━━━━━ EXTRACTED INFORMATION
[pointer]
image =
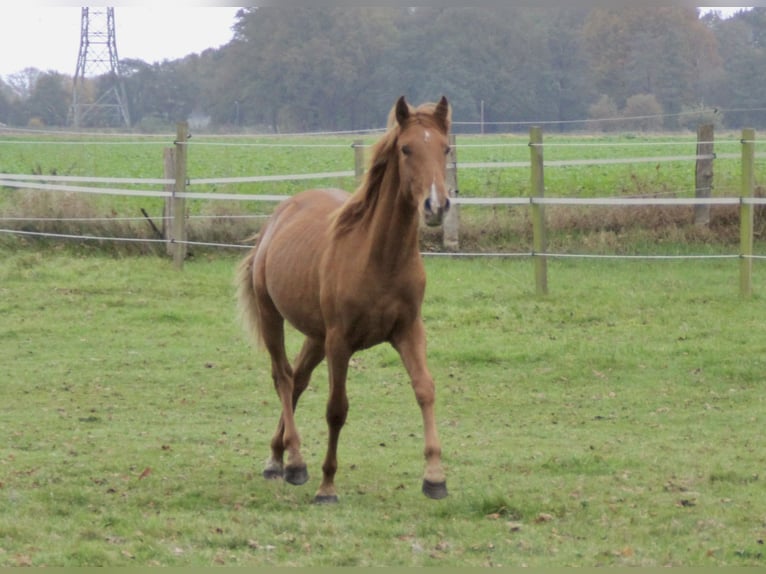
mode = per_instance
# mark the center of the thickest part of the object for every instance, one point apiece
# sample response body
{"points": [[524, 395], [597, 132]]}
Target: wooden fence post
{"points": [[451, 227], [746, 214], [358, 146], [538, 212], [703, 173], [169, 172], [178, 204]]}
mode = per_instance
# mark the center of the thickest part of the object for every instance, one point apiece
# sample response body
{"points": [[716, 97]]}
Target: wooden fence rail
{"points": [[176, 193]]}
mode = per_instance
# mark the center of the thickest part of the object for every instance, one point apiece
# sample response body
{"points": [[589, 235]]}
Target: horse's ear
{"points": [[443, 114], [402, 111]]}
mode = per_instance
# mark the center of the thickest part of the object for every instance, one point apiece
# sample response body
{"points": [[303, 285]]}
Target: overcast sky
{"points": [[47, 36]]}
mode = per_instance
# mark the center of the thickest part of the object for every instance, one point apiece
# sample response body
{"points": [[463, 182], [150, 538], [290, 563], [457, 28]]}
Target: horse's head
{"points": [[422, 146]]}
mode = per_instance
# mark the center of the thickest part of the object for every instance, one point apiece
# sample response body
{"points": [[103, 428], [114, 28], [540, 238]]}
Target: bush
{"points": [[602, 115], [642, 112]]}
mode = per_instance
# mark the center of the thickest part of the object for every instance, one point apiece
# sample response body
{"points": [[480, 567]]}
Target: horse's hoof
{"points": [[435, 490], [296, 475], [326, 499], [272, 473]]}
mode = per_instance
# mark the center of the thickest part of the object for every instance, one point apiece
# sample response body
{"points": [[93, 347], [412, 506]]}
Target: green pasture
{"points": [[483, 228], [213, 157], [617, 421]]}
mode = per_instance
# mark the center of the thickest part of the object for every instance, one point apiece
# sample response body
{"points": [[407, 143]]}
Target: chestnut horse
{"points": [[346, 271]]}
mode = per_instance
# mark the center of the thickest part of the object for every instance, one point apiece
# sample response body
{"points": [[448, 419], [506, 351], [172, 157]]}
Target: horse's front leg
{"points": [[411, 345], [338, 356]]}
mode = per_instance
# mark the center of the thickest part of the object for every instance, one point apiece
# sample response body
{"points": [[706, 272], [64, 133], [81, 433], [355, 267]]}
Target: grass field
{"points": [[618, 421], [571, 229]]}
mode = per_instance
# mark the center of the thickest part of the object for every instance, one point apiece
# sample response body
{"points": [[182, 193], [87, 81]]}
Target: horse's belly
{"points": [[291, 257]]}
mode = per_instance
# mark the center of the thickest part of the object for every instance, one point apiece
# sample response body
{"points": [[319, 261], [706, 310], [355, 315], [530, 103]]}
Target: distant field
{"points": [[578, 230], [618, 421]]}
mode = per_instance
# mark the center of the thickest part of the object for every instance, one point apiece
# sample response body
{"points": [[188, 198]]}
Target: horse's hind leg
{"points": [[310, 356], [338, 357], [286, 438]]}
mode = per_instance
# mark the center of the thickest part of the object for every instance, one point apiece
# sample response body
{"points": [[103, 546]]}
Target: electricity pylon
{"points": [[100, 102]]}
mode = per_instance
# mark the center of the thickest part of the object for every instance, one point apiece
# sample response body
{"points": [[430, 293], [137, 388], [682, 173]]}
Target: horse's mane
{"points": [[366, 195]]}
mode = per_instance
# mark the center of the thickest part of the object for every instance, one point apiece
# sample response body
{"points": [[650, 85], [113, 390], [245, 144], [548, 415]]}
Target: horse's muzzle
{"points": [[434, 212]]}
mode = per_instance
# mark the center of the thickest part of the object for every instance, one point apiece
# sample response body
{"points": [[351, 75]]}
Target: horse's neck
{"points": [[393, 228]]}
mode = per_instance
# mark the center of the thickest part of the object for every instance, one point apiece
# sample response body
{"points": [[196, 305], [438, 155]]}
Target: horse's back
{"points": [[287, 256]]}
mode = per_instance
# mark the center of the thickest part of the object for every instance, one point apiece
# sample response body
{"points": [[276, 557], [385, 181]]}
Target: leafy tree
{"points": [[50, 99]]}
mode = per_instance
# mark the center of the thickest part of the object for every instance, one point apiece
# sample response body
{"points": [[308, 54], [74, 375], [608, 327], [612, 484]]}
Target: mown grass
{"points": [[572, 229], [617, 421]]}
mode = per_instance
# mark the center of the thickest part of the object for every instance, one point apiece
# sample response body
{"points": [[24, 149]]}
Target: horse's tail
{"points": [[248, 302]]}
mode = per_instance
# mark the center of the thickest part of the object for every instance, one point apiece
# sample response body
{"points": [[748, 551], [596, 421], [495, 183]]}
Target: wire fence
{"points": [[119, 186]]}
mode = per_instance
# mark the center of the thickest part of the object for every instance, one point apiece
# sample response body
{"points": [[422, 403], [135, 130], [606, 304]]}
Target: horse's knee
{"points": [[336, 414], [425, 392]]}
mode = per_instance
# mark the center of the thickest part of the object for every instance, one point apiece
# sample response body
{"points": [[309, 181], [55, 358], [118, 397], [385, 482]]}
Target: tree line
{"points": [[340, 68]]}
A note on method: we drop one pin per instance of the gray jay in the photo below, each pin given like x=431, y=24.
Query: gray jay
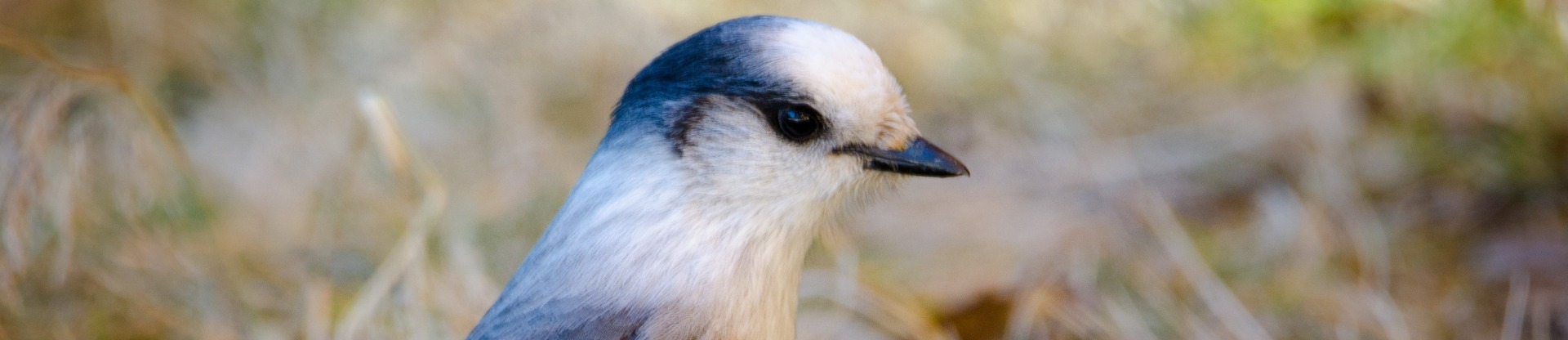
x=724, y=155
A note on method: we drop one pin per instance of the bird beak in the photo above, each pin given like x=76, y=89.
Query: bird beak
x=918, y=159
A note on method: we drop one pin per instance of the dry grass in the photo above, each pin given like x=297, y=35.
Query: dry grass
x=1143, y=170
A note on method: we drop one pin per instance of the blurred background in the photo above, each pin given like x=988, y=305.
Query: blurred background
x=1142, y=170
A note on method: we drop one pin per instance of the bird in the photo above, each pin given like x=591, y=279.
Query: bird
x=724, y=159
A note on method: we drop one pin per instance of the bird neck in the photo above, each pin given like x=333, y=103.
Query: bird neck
x=637, y=235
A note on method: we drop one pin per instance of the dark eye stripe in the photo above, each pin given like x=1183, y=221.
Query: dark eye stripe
x=794, y=121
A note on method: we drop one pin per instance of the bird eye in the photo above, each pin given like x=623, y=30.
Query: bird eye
x=799, y=123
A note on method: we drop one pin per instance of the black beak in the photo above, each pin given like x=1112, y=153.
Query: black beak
x=920, y=159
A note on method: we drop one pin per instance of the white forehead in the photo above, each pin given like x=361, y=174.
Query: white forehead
x=844, y=77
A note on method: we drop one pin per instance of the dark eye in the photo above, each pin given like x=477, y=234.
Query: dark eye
x=799, y=123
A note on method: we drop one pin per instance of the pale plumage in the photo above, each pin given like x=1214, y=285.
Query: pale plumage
x=722, y=159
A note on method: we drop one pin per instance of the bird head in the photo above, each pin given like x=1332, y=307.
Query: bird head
x=778, y=110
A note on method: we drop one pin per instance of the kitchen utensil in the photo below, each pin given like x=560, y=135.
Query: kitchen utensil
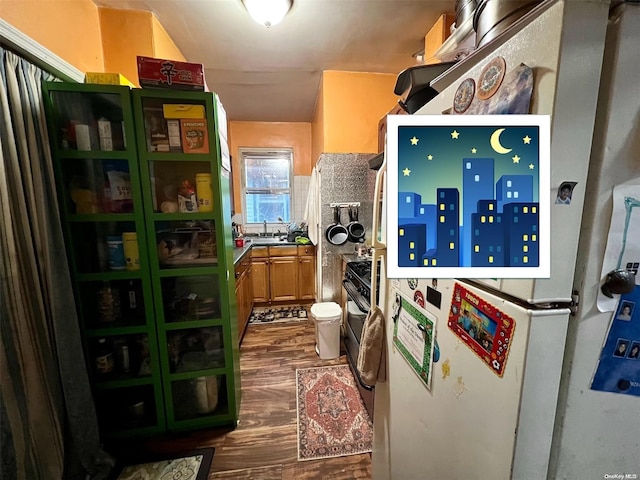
x=355, y=229
x=413, y=85
x=337, y=233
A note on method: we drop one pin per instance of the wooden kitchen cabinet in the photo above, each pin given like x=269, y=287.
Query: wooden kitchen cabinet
x=283, y=273
x=145, y=214
x=284, y=278
x=260, y=274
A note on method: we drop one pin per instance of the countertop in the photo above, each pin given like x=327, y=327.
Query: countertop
x=240, y=252
x=352, y=257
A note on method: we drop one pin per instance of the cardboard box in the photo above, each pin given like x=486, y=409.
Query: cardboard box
x=107, y=79
x=158, y=72
x=182, y=111
x=195, y=137
x=156, y=130
x=173, y=127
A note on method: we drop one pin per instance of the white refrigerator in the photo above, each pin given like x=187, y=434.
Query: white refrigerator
x=527, y=413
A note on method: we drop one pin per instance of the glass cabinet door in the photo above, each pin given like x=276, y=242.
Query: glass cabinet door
x=180, y=171
x=100, y=198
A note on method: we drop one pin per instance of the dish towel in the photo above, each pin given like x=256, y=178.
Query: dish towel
x=371, y=363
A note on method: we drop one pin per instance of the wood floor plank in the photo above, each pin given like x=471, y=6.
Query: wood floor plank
x=263, y=446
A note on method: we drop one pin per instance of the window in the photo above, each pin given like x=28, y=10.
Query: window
x=267, y=177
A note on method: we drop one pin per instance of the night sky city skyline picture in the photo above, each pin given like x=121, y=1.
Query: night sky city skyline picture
x=464, y=196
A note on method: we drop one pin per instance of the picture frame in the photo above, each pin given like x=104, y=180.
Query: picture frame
x=469, y=196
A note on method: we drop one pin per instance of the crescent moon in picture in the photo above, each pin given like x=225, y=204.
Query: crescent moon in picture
x=495, y=142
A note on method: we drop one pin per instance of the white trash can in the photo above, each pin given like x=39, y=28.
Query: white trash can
x=327, y=317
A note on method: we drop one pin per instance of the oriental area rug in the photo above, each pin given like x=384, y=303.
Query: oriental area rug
x=332, y=420
x=191, y=465
x=287, y=313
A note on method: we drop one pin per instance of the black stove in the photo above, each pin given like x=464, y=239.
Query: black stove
x=357, y=284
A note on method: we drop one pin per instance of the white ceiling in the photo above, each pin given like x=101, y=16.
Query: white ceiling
x=273, y=75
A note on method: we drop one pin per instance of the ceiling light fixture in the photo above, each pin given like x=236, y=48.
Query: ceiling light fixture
x=267, y=12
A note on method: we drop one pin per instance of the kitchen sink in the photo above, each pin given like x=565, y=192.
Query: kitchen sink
x=269, y=241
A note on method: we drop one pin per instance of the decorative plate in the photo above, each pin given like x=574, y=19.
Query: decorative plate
x=491, y=78
x=464, y=95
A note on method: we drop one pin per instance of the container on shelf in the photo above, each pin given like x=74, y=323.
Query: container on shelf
x=131, y=252
x=116, y=253
x=204, y=192
x=104, y=357
x=108, y=303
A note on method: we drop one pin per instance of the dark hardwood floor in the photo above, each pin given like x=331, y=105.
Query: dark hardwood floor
x=263, y=446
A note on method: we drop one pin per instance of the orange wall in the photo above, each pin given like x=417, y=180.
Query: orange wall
x=317, y=127
x=295, y=135
x=163, y=46
x=129, y=33
x=70, y=29
x=353, y=104
x=125, y=34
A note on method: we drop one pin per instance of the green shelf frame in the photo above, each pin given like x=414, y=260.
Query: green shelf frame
x=151, y=274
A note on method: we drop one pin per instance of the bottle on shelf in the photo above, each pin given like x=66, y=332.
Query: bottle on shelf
x=131, y=253
x=104, y=358
x=108, y=303
x=133, y=302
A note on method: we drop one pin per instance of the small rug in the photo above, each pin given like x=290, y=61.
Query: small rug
x=191, y=465
x=332, y=420
x=288, y=313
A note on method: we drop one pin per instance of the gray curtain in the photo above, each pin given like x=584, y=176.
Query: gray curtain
x=48, y=425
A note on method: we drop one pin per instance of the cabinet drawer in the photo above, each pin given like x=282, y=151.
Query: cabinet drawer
x=259, y=252
x=284, y=251
x=306, y=250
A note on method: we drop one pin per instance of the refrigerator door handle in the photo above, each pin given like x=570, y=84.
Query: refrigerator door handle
x=378, y=255
x=378, y=233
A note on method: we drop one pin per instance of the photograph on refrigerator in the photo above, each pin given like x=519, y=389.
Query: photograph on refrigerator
x=482, y=327
x=618, y=368
x=468, y=196
x=413, y=335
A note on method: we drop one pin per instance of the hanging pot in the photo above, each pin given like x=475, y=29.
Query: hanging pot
x=355, y=228
x=337, y=233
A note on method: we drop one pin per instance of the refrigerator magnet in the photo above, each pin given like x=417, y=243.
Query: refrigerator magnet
x=485, y=329
x=418, y=297
x=565, y=191
x=491, y=78
x=413, y=336
x=618, y=369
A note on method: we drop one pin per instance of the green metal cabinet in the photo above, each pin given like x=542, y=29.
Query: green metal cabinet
x=145, y=208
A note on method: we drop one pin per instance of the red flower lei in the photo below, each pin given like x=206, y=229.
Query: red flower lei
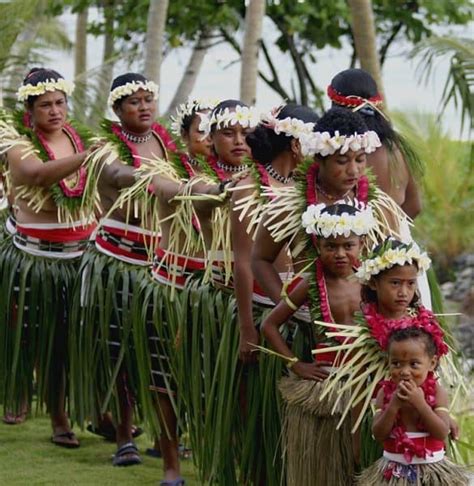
x=352, y=100
x=212, y=161
x=156, y=128
x=380, y=327
x=403, y=444
x=78, y=188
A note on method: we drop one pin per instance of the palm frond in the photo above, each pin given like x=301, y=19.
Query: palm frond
x=459, y=84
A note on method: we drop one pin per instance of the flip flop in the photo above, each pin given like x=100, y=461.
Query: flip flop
x=127, y=455
x=70, y=436
x=173, y=482
x=110, y=434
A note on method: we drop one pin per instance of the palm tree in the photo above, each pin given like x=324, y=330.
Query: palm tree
x=459, y=83
x=365, y=39
x=155, y=32
x=252, y=38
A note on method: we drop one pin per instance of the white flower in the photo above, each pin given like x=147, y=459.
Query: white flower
x=132, y=87
x=24, y=92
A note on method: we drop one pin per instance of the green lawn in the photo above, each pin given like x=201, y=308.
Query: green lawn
x=27, y=457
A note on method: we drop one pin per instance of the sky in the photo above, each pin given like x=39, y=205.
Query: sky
x=220, y=74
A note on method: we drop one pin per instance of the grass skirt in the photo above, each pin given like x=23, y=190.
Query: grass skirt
x=35, y=293
x=105, y=294
x=316, y=453
x=208, y=380
x=442, y=473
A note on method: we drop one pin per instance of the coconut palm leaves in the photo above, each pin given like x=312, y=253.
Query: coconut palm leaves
x=459, y=84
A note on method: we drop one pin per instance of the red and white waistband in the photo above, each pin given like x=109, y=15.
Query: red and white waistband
x=125, y=242
x=54, y=240
x=174, y=269
x=434, y=448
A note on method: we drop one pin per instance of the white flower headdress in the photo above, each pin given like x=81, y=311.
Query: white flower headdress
x=245, y=116
x=129, y=88
x=186, y=109
x=27, y=90
x=387, y=257
x=323, y=143
x=291, y=127
x=319, y=223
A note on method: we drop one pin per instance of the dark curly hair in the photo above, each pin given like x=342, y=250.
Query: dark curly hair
x=266, y=145
x=122, y=80
x=369, y=295
x=414, y=333
x=342, y=120
x=39, y=75
x=357, y=82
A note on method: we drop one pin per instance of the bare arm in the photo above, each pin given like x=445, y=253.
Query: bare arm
x=412, y=204
x=32, y=171
x=265, y=252
x=243, y=281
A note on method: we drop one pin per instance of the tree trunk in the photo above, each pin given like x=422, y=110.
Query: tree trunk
x=365, y=39
x=107, y=69
x=252, y=39
x=190, y=74
x=80, y=64
x=155, y=33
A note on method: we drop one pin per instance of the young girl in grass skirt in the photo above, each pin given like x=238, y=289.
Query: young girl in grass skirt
x=412, y=415
x=316, y=452
x=276, y=153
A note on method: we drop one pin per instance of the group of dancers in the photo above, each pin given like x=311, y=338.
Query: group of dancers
x=247, y=279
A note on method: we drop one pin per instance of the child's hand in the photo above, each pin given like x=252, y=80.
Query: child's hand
x=312, y=371
x=409, y=392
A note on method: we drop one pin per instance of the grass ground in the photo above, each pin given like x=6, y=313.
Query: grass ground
x=28, y=458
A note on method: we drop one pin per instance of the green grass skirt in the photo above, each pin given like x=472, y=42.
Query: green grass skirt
x=34, y=330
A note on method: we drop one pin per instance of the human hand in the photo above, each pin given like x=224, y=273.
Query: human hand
x=311, y=371
x=453, y=428
x=409, y=392
x=249, y=337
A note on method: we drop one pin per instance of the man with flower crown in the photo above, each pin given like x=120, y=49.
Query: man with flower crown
x=105, y=365
x=45, y=157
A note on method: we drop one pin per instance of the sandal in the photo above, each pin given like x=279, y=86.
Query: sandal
x=71, y=441
x=109, y=434
x=179, y=481
x=127, y=455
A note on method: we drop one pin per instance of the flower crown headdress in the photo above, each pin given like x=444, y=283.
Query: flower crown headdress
x=291, y=127
x=246, y=116
x=27, y=90
x=319, y=223
x=131, y=87
x=189, y=108
x=323, y=143
x=387, y=257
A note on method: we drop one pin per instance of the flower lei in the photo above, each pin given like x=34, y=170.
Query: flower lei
x=381, y=328
x=316, y=222
x=388, y=257
x=189, y=108
x=27, y=90
x=63, y=195
x=246, y=117
x=127, y=150
x=403, y=444
x=128, y=89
━━━━━━━━━━
Retype the lines unchanged, from the line containing "like x=472, y=42." through the end of the records.

A note on method: we drop one pin per instance of the green grass skirt in the photo above, each pin given like x=472, y=42.
Query: green grass skirt
x=34, y=330
A note on method: we drop one pin per instance of the human hand in the photo above, each pin given like x=224, y=273.
Query: human hand
x=311, y=371
x=453, y=428
x=409, y=392
x=249, y=337
A note on method: we drop one pin per instance of the man with flower crown in the photo above, each pin given like x=120, y=49.
Query: man with flower crown
x=105, y=365
x=45, y=157
A note on method: we drop one pin per instance of the sandal in the photo above, each pin given like x=279, y=86.
Query: sandal
x=71, y=441
x=109, y=434
x=179, y=481
x=127, y=455
A note on method: we drop one pin per instance of the flower crown headdress in the photo above, each pin given like x=444, y=283.
Query: flower crown headdress
x=291, y=127
x=246, y=116
x=27, y=90
x=319, y=223
x=131, y=87
x=189, y=108
x=323, y=143
x=387, y=257
A note on method: we drop one pin per instance of the flower lei in the photo above, each pin given like x=34, y=170.
Query: flower lei
x=381, y=328
x=316, y=222
x=388, y=257
x=189, y=108
x=27, y=90
x=63, y=195
x=246, y=117
x=127, y=150
x=403, y=444
x=128, y=89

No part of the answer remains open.